▶ [Task to carry out]
Your job is to reproduce all of the data exactly.

(Stored dataset items)
================

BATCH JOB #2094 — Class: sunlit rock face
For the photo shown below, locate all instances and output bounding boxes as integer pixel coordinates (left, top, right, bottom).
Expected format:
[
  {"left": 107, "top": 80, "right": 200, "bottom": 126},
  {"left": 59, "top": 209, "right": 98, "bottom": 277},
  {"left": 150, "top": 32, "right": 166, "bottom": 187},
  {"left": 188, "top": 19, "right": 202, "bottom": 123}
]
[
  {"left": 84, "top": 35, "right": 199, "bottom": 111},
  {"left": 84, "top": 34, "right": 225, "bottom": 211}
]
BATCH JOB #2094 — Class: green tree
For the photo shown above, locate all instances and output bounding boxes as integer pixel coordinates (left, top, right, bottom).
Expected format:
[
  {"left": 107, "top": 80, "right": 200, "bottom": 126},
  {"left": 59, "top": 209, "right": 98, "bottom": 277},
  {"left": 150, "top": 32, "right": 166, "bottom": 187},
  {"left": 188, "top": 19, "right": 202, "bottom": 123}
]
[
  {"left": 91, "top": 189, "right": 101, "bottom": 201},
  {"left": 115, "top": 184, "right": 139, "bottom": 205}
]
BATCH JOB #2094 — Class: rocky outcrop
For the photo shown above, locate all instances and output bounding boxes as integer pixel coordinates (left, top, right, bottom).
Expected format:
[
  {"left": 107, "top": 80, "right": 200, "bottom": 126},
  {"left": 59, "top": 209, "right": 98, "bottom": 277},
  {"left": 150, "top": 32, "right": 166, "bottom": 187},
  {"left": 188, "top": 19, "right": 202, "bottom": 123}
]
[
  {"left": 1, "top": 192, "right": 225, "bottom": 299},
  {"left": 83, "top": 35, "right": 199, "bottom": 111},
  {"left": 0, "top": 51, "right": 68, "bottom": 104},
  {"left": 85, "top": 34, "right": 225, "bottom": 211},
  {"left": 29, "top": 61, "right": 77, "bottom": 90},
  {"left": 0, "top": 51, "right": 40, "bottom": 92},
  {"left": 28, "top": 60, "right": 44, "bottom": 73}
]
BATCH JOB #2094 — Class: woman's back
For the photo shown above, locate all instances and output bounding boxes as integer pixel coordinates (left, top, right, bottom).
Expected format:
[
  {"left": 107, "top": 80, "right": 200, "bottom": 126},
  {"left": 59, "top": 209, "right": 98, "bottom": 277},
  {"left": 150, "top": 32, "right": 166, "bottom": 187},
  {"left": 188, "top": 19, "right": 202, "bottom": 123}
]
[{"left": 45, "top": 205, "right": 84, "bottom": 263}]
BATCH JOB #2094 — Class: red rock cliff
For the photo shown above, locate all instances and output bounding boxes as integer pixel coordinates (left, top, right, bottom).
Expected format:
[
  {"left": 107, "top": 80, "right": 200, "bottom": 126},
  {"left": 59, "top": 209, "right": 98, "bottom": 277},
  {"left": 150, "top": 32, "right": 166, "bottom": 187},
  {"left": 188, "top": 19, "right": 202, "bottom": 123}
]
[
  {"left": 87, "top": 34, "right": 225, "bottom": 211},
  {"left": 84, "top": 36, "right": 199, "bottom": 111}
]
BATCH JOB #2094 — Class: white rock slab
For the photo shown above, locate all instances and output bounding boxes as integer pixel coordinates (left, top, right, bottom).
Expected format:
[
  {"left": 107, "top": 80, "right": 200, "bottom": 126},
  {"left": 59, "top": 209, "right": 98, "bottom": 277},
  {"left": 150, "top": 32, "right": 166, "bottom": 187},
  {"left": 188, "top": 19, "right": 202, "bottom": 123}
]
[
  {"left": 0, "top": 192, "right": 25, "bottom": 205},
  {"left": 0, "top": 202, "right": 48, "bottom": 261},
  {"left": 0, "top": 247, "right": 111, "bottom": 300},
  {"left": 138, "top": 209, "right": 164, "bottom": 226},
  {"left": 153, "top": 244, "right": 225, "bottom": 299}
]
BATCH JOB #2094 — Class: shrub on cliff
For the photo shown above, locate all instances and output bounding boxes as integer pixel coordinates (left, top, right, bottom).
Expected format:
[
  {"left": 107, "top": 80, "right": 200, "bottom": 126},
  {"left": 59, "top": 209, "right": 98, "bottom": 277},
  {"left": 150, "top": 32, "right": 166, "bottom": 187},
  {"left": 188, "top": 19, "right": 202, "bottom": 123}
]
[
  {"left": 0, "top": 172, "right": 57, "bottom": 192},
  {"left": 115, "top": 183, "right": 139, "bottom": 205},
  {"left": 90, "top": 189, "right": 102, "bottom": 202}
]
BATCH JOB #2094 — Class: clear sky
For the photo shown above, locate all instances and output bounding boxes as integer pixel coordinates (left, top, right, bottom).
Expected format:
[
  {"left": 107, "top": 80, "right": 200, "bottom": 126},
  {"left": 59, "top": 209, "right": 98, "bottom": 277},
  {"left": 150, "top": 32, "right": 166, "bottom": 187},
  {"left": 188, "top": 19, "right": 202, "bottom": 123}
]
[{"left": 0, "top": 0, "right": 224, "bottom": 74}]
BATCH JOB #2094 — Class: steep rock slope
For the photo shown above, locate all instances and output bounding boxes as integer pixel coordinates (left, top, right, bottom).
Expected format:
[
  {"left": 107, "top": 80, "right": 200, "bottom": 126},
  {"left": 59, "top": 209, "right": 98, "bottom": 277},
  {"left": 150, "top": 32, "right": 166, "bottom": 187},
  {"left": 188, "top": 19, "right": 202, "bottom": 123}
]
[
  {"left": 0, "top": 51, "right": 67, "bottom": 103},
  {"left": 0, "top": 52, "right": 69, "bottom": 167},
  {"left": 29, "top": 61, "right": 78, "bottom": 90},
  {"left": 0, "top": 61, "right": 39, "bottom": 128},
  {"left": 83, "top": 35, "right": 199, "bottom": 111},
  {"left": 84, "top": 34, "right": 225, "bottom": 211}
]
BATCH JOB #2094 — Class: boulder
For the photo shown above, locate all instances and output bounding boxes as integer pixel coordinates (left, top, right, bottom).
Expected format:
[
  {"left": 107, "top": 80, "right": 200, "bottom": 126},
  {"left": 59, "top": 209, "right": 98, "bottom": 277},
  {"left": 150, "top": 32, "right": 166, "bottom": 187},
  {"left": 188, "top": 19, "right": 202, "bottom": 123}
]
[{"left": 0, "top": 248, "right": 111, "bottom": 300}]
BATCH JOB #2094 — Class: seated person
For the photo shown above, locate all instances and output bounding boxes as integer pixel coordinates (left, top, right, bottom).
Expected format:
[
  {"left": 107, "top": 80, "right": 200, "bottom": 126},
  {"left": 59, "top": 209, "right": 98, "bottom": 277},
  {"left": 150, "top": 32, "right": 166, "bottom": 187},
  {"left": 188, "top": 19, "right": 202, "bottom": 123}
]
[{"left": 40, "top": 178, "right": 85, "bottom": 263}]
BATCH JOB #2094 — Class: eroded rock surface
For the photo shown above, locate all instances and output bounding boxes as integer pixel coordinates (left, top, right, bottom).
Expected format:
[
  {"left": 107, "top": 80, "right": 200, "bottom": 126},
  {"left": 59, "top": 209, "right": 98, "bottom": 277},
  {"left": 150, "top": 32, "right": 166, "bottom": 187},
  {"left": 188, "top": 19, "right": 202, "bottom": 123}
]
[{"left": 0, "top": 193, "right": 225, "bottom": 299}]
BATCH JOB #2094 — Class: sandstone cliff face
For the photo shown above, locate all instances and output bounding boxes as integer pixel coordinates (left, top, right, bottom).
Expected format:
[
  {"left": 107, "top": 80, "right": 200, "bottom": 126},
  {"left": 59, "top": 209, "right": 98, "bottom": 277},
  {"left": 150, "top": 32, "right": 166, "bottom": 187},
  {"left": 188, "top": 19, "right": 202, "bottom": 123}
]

================

▶ [Output for this task]
BATCH JOB #2094 — Class: sunlit rock face
For the photo shown below, locate all instances and output bounding boxes as integer pixel coordinates (left, top, right, bottom).
Expected format:
[
  {"left": 107, "top": 80, "right": 200, "bottom": 126},
  {"left": 59, "top": 209, "right": 98, "bottom": 277},
  {"left": 150, "top": 32, "right": 166, "bottom": 187},
  {"left": 188, "top": 19, "right": 202, "bottom": 123}
]
[
  {"left": 84, "top": 35, "right": 199, "bottom": 111},
  {"left": 84, "top": 34, "right": 225, "bottom": 211}
]
BATCH JOB #2094 — Class: green tree
For the photo shown above, locate all instances and output bounding boxes as integer pixel coordinates (left, top, right, bottom).
Expected format:
[
  {"left": 107, "top": 80, "right": 200, "bottom": 126},
  {"left": 59, "top": 209, "right": 98, "bottom": 277},
  {"left": 150, "top": 32, "right": 166, "bottom": 187},
  {"left": 188, "top": 19, "right": 202, "bottom": 123}
]
[
  {"left": 91, "top": 189, "right": 101, "bottom": 201},
  {"left": 115, "top": 184, "right": 139, "bottom": 205}
]
BATCH JOB #2094 — Class: rocky outcrop
For the photo shown above, locate all instances and output bounding boxes as integer pixel coordinates (left, top, right, bottom).
Expected format:
[
  {"left": 107, "top": 80, "right": 200, "bottom": 126},
  {"left": 59, "top": 209, "right": 98, "bottom": 277},
  {"left": 150, "top": 32, "right": 166, "bottom": 187},
  {"left": 188, "top": 19, "right": 202, "bottom": 123}
]
[
  {"left": 1, "top": 192, "right": 225, "bottom": 299},
  {"left": 83, "top": 35, "right": 199, "bottom": 111},
  {"left": 0, "top": 51, "right": 68, "bottom": 104},
  {"left": 85, "top": 34, "right": 225, "bottom": 211},
  {"left": 29, "top": 61, "right": 77, "bottom": 90},
  {"left": 0, "top": 51, "right": 40, "bottom": 92},
  {"left": 28, "top": 60, "right": 44, "bottom": 73}
]
BATCH JOB #2094 — Class: woman's back
For the photo shown above, locate all instances and output bounding boxes as integer pixel coordinates (left, top, right, bottom).
Expected format:
[
  {"left": 107, "top": 80, "right": 200, "bottom": 126},
  {"left": 59, "top": 209, "right": 98, "bottom": 277},
  {"left": 150, "top": 32, "right": 166, "bottom": 187},
  {"left": 188, "top": 19, "right": 202, "bottom": 123}
]
[{"left": 45, "top": 205, "right": 84, "bottom": 263}]
BATCH JOB #2094 — Class: red rock cliff
For the photo shown above, locate all instances and output bounding boxes as integer pixel coordinates (left, top, right, bottom).
Expected format:
[
  {"left": 107, "top": 80, "right": 200, "bottom": 126},
  {"left": 59, "top": 209, "right": 98, "bottom": 277},
  {"left": 150, "top": 32, "right": 166, "bottom": 187},
  {"left": 188, "top": 19, "right": 202, "bottom": 123}
]
[
  {"left": 87, "top": 34, "right": 225, "bottom": 211},
  {"left": 84, "top": 36, "right": 199, "bottom": 111}
]
BATCH JOB #2094 — Class: white rock slab
For the photo shown above, locate all instances and output bounding boxes as integer pixel coordinates (left, top, right, bottom).
Expected format:
[
  {"left": 107, "top": 80, "right": 200, "bottom": 126},
  {"left": 59, "top": 209, "right": 98, "bottom": 277},
  {"left": 150, "top": 32, "right": 166, "bottom": 187},
  {"left": 188, "top": 19, "right": 202, "bottom": 123}
]
[
  {"left": 0, "top": 192, "right": 25, "bottom": 205},
  {"left": 0, "top": 202, "right": 48, "bottom": 261},
  {"left": 0, "top": 247, "right": 111, "bottom": 300},
  {"left": 138, "top": 209, "right": 164, "bottom": 226},
  {"left": 153, "top": 244, "right": 225, "bottom": 299}
]
BATCH JOB #2094 — Class: shrub on cliff
For the photo shown above, locate all instances and output bounding boxes as integer pixel coordinates (left, top, right, bottom).
Expected format:
[
  {"left": 107, "top": 80, "right": 200, "bottom": 126},
  {"left": 59, "top": 209, "right": 98, "bottom": 277},
  {"left": 150, "top": 32, "right": 166, "bottom": 187},
  {"left": 188, "top": 19, "right": 202, "bottom": 123}
]
[
  {"left": 0, "top": 172, "right": 57, "bottom": 192},
  {"left": 115, "top": 183, "right": 139, "bottom": 205},
  {"left": 90, "top": 189, "right": 102, "bottom": 202}
]
BATCH JOB #2094 — Class: clear sky
For the photo shown above, locate all instances and output bounding boxes as integer pixel coordinates (left, top, right, bottom).
Expected format:
[
  {"left": 107, "top": 80, "right": 200, "bottom": 126},
  {"left": 59, "top": 209, "right": 98, "bottom": 277},
  {"left": 150, "top": 32, "right": 166, "bottom": 187},
  {"left": 188, "top": 19, "right": 202, "bottom": 123}
]
[{"left": 0, "top": 0, "right": 224, "bottom": 74}]
BATCH JOB #2094 — Class: steep rock slope
For the photo shown above, locate all instances and output bounding boxes as integer pixel coordinates (left, top, right, bottom).
Expected format:
[
  {"left": 107, "top": 80, "right": 200, "bottom": 126},
  {"left": 59, "top": 209, "right": 98, "bottom": 277},
  {"left": 150, "top": 32, "right": 166, "bottom": 187},
  {"left": 188, "top": 19, "right": 202, "bottom": 123}
]
[
  {"left": 0, "top": 51, "right": 67, "bottom": 103},
  {"left": 0, "top": 52, "right": 69, "bottom": 167},
  {"left": 29, "top": 61, "right": 78, "bottom": 90},
  {"left": 0, "top": 61, "right": 39, "bottom": 128},
  {"left": 83, "top": 35, "right": 199, "bottom": 111},
  {"left": 84, "top": 34, "right": 225, "bottom": 211}
]
BATCH JOB #2094 — Class: boulder
For the photo shown above, locate all instances and output bounding boxes as integer pixel coordinates (left, top, right, bottom).
Expected format:
[
  {"left": 107, "top": 80, "right": 200, "bottom": 126},
  {"left": 59, "top": 209, "right": 98, "bottom": 277},
  {"left": 150, "top": 32, "right": 166, "bottom": 187},
  {"left": 188, "top": 19, "right": 202, "bottom": 123}
]
[{"left": 0, "top": 248, "right": 111, "bottom": 300}]
BATCH JOB #2094 — Class: seated person
For the photo shown above, locate all instances and output bounding boxes as integer pixel coordinates (left, top, right, bottom).
Expected format:
[
  {"left": 107, "top": 80, "right": 200, "bottom": 126},
  {"left": 59, "top": 209, "right": 98, "bottom": 277},
  {"left": 150, "top": 32, "right": 166, "bottom": 187},
  {"left": 188, "top": 19, "right": 202, "bottom": 123}
]
[{"left": 40, "top": 178, "right": 85, "bottom": 263}]
BATCH JOB #2094 — Class: eroded rock surface
For the photo shown above, locate all instances and output bounding boxes as integer pixel coordinates (left, top, right, bottom).
Expected format:
[
  {"left": 107, "top": 80, "right": 200, "bottom": 126},
  {"left": 59, "top": 209, "right": 98, "bottom": 277},
  {"left": 150, "top": 32, "right": 166, "bottom": 187},
  {"left": 188, "top": 19, "right": 202, "bottom": 123}
]
[{"left": 0, "top": 193, "right": 225, "bottom": 299}]
BATCH JOB #2094 — Class: sandstone cliff face
For the photo shown above, locate all instances and output bounding boxes as integer pixel coordinates (left, top, right, bottom).
Expected format:
[
  {"left": 107, "top": 80, "right": 200, "bottom": 126},
  {"left": 59, "top": 209, "right": 98, "bottom": 277},
  {"left": 150, "top": 32, "right": 166, "bottom": 187},
  {"left": 188, "top": 19, "right": 202, "bottom": 123}
]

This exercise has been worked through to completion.